* QUOTED PASSAGE
Hunger and Death

Victims of a Copper Age massacre suffered severe nutritional stress at time of deaths, scholar finds

The crime scene at Potočani, Croatia, was a grim tableau. Some 41 people — men, women, children — had been dumped in a pit and covered with dirt. Their heads had been bashed in from behind with unknown weapons. In short, they had been executed, en masse.

The massacre, as grisly as it was, will never be “solved” because it’s roughly 6,200 years old, a Copper Age reminder of humanity’s capacity for violence.

To Sarah McClure, however, Potočani is a window into the harsh life of people from an enigmatic age. In a new paper in the International Journal of Osteoarchaeology, the professor of anthropology at UC Santa Barbara and her collaborators demonstrate that the massacre victims suffered from nutritional stress in the years leading up to their deaths.

“What we are finding from Potočani,” she said, “is that there may well have been a period of disastrous harvests or other kinds of food shortages leading up to the massacre, because a number of the children (5- to 10-year-olds) showed signs of scurvy and nutritional stress on their bones, but also in the stable isotope readings.

(Dataset lines)
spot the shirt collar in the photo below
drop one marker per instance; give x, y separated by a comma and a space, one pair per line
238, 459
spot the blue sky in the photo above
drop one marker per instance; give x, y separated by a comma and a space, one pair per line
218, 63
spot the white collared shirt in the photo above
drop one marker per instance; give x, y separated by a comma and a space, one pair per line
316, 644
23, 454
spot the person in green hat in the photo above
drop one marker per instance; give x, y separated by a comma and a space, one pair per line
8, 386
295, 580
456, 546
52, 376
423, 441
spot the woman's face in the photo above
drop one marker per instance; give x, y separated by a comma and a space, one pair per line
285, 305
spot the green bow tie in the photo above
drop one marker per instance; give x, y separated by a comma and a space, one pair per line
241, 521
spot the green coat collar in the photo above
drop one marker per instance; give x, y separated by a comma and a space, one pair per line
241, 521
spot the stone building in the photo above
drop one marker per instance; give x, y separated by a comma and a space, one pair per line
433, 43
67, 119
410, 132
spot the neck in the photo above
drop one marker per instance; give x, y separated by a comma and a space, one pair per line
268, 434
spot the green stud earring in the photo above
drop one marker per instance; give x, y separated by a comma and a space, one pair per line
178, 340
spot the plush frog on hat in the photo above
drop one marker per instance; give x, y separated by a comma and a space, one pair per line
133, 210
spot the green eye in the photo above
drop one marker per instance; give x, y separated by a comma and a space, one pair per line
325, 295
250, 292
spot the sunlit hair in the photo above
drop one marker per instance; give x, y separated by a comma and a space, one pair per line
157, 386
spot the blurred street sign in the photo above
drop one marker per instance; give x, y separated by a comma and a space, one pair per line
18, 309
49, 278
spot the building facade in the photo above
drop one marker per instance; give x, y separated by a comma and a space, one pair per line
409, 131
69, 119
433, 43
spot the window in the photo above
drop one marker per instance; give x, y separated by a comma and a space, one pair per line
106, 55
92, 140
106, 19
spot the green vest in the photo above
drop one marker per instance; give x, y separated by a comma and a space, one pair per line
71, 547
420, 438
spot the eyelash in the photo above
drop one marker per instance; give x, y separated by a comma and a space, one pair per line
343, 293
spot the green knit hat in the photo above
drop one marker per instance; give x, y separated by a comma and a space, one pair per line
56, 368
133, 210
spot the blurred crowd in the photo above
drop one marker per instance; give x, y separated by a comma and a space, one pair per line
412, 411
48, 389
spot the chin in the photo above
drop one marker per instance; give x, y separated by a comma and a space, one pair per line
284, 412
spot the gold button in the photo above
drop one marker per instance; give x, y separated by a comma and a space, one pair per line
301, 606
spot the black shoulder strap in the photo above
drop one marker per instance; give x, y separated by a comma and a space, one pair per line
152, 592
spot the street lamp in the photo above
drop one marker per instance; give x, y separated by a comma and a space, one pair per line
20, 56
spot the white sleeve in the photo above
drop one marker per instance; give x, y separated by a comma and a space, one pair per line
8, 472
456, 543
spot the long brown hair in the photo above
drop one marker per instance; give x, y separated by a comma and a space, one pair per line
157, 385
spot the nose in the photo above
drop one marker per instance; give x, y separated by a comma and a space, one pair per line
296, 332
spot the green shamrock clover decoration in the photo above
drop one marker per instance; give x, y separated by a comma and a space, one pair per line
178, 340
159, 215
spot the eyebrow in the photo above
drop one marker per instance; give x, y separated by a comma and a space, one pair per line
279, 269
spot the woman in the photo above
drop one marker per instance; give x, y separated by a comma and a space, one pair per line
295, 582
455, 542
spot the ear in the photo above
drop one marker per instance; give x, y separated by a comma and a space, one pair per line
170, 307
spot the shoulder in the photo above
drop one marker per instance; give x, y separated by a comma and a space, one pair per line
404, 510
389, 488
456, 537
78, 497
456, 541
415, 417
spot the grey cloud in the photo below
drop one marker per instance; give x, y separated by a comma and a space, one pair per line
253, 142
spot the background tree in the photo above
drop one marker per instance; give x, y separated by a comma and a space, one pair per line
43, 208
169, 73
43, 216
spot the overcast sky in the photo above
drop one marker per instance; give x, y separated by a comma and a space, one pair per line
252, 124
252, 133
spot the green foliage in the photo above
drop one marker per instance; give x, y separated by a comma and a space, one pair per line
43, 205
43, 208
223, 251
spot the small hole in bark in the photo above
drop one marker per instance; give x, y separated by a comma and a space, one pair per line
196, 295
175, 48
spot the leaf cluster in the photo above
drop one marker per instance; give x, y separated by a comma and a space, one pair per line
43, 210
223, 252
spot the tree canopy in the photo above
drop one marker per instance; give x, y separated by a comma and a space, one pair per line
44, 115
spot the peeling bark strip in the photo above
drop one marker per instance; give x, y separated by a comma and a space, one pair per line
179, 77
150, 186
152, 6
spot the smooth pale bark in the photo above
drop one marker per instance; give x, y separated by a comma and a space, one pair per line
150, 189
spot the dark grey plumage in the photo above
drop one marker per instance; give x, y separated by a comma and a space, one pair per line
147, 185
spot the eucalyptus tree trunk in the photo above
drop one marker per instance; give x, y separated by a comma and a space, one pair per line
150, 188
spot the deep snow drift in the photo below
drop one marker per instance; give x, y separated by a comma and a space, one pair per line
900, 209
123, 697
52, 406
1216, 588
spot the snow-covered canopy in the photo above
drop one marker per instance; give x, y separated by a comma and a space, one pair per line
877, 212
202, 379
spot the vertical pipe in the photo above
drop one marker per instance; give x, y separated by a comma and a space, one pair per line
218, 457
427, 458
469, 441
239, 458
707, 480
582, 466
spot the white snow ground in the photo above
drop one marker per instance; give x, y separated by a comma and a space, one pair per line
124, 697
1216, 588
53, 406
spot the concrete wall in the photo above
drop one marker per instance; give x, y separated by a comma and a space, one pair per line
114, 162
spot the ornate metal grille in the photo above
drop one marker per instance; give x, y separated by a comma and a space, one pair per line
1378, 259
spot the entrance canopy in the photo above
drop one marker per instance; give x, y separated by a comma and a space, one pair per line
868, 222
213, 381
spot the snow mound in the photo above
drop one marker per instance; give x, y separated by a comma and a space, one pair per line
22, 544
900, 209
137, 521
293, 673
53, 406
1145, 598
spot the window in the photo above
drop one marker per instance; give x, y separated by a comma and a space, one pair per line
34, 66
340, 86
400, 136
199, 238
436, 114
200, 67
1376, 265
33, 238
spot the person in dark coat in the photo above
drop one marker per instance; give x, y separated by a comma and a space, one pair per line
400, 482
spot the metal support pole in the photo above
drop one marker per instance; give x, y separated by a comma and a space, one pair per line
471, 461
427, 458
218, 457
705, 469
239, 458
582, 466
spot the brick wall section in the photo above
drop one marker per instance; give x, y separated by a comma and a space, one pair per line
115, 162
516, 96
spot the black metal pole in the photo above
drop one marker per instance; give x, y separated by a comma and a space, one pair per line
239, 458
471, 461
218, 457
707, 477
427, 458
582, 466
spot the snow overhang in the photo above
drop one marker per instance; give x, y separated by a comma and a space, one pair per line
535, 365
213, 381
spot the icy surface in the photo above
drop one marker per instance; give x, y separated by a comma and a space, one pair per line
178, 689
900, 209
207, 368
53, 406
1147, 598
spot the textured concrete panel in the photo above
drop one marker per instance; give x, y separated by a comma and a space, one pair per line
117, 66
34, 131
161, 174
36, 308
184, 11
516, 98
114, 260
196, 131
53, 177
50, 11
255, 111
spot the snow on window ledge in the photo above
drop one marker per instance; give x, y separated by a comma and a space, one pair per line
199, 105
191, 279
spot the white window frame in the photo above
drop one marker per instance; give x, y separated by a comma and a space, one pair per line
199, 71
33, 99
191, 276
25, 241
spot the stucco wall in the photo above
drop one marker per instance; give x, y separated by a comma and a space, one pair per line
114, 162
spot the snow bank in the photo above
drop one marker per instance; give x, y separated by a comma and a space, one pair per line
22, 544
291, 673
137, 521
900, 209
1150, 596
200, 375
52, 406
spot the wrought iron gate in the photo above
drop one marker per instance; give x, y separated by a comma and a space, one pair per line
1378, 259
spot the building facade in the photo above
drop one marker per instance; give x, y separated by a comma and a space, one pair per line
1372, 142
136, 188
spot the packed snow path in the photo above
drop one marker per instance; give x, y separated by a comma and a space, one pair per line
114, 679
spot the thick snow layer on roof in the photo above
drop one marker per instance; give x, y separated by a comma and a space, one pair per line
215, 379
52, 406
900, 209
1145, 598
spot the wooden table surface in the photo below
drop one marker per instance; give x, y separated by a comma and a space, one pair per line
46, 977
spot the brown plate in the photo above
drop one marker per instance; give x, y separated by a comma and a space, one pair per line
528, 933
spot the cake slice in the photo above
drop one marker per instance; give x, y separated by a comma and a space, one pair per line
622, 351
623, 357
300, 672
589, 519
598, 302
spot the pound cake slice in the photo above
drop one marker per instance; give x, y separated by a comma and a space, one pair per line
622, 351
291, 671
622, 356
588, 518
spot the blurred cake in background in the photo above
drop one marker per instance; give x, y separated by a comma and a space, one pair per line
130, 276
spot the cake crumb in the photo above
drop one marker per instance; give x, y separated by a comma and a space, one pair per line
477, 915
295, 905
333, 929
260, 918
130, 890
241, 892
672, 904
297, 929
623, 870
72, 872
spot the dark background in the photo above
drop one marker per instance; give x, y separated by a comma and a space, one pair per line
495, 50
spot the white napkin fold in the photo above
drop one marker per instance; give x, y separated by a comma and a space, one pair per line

* TASKS
**1)** Translate this sentence from the article on the Potočani massacre into Spanish: "Their heads had been bashed in from behind with unknown weapons."
**2)** Proceed with the article on the Potočani massacre, picking up right after its last sentence.
These lines come from a source separate from the article on the Potočani massacre.

* ANSWERS GIVEN
**1)** Les habían destrozado la cabeza por detrás con armas desconocidas.

**2)**
“We don’t know if nutritional stress was the cause of the massacre or perhaps one of the effects of a violent period in this region,” McClure continued, “but in the end all of these people were brutally murdered and dumped into a pit.”

In “Paleodiet and health in a mass burial population: the stable carbon and nitrogen isotopes from Potočani, a 6,200-year-old massacre site in Croatia,” the authors describe how analyses of carbon and nitrogen stable isotopes found dietary differences in the victims, primarily by age.

As McClure explained, Potočani — roughly 180 kilometers east of Zagreb — offers a rare opportunity to study a population at a single point in time.

“One of the cool things about this study is that we could compare people of different ages who presumably all lived together,” she said. “We found differences in diet between adult men and women, and between kids under 10 and older people. The difference in the kids surprised us, because why would an 8-year-old have a significantly different diet than, say, a 12-year-old?”

The answer, she said, lies in biology and bone growth rates. Kids grow faster than teens and adults, so their bones document more recent dietary practices. In adults, she explained, stable isotope values are averaged over about 10 years of dietary intake. In kids, however, it’s much faster.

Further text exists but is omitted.